*Required work:*
Please render the lines below as a numbered list, dropping any blank lines and leaving out the pictures.

Excerpts from a pointing dataset:
· · · · ·

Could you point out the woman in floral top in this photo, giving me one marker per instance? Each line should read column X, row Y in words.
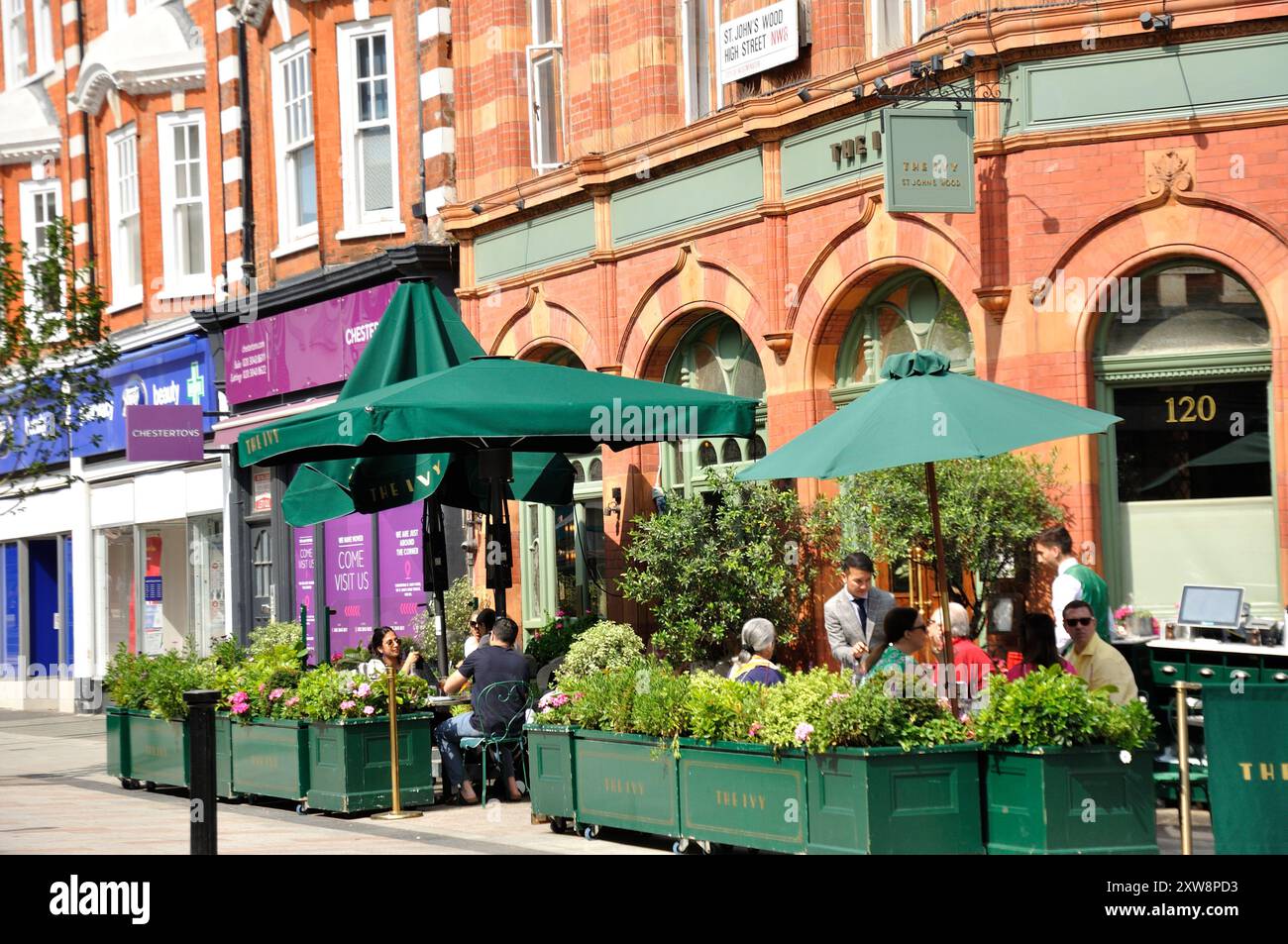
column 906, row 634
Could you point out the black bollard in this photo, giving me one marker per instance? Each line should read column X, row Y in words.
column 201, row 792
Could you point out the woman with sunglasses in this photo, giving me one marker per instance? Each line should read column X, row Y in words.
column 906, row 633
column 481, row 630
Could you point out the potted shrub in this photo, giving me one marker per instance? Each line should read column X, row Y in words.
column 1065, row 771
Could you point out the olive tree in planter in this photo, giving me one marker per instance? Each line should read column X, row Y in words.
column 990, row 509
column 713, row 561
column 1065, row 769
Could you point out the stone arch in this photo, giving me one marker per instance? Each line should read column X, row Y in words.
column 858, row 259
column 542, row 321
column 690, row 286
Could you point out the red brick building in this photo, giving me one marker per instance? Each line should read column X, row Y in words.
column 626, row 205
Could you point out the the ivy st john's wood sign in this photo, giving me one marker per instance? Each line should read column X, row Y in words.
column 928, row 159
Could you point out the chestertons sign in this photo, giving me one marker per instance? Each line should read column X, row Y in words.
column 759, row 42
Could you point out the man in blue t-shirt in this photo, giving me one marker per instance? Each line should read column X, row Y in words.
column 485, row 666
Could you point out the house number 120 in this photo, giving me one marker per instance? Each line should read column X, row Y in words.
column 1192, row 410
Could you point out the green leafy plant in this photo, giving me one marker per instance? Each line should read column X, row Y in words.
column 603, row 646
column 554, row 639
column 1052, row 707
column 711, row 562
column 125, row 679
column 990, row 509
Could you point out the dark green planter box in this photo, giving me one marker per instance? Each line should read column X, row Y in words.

· · · · ·

*Response to this exercise:*
1. Could you point out the woman in floral top in this photo, giving me one marker per instance? Each line should read column X, row Y in words.
2. column 906, row 634
3. Could you point out the black bollard in this photo, giving me one marker per instance? Each line should read column X, row Y in words.
4. column 201, row 792
5. Could you point out the woman with sunglasses in this photo, giving me one marker per instance? Each line should read column X, row Y in words.
6. column 906, row 633
7. column 481, row 630
8. Could you point out the potted shrub in this photo, giving me one marker per instance? Each line should read column X, row Y in words.
9. column 1065, row 771
10. Could you point out the olive tree in planter in this photo, giving me one marker per instance? Each line should read column X, row Y in words.
11. column 990, row 509
12. column 713, row 561
13. column 1065, row 769
14. Could you point out the stone arch in this photo, giving me one marker per instance? Each line should read column X, row Y in words.
15. column 858, row 259
16. column 542, row 321
17. column 690, row 286
18. Could you point out the red brick building in this photo, giving me one marker per instance? Each line should read column X, row Y in words.
19. column 626, row 205
20. Could you point out the the ivy st john's wood sign in this photo, giving me one marker per instance? Each line should read column X, row Y in words.
21. column 928, row 159
22. Could you point out the chestertons sign in this photo, giving me one marker per instance? Each line should read column X, row Y in words.
23. column 759, row 42
24. Could you point out the man in blue t-shirt in this photo, giving me one marker per instance? Each line should read column X, row Y in words.
25. column 485, row 666
26. Could you point out the house number 120 in this photo, giving me one marker per instance? Each line should read column X, row Y in words.
27. column 1192, row 410
28. Could you point out the green leafy plant in this photo, giving me one marker per instance? Each line should read column X, row Y in words.
29. column 603, row 646
30. column 554, row 639
31. column 1052, row 707
32. column 711, row 562
33. column 125, row 679
34. column 990, row 509
35. Could you point out the dark green planter box in this photo, giving me one marker per instance? Each line should read column X, row Y in words.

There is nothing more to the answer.